── RECORD EXTRACTS ──
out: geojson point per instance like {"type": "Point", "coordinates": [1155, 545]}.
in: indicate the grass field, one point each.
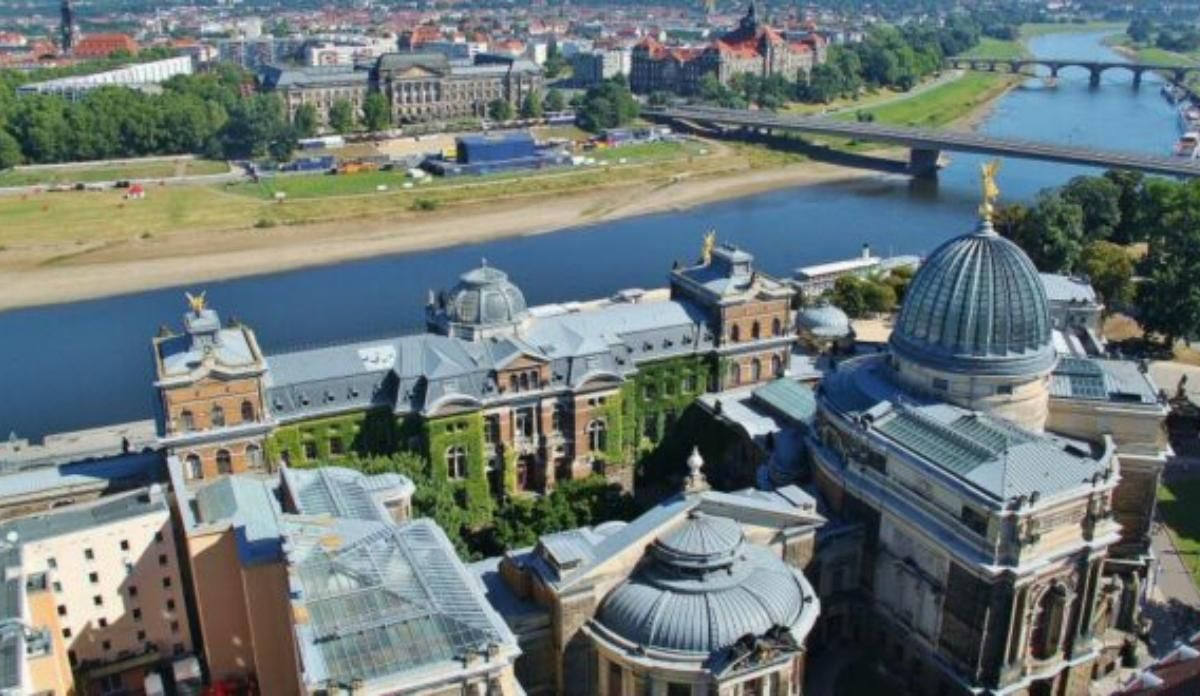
{"type": "Point", "coordinates": [996, 49]}
{"type": "Point", "coordinates": [163, 169]}
{"type": "Point", "coordinates": [1177, 504]}
{"type": "Point", "coordinates": [942, 105]}
{"type": "Point", "coordinates": [1042, 29]}
{"type": "Point", "coordinates": [87, 217]}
───
* **WHAT IS EXPECTED**
Word for word, restate the records above and drop the pictures.

* **RESULT BELOW**
out: geojson point per instance like {"type": "Point", "coordinates": [1155, 545]}.
in: indicate the grass field, one point each.
{"type": "Point", "coordinates": [996, 49]}
{"type": "Point", "coordinates": [163, 169]}
{"type": "Point", "coordinates": [1177, 504]}
{"type": "Point", "coordinates": [942, 105]}
{"type": "Point", "coordinates": [1042, 29]}
{"type": "Point", "coordinates": [87, 217]}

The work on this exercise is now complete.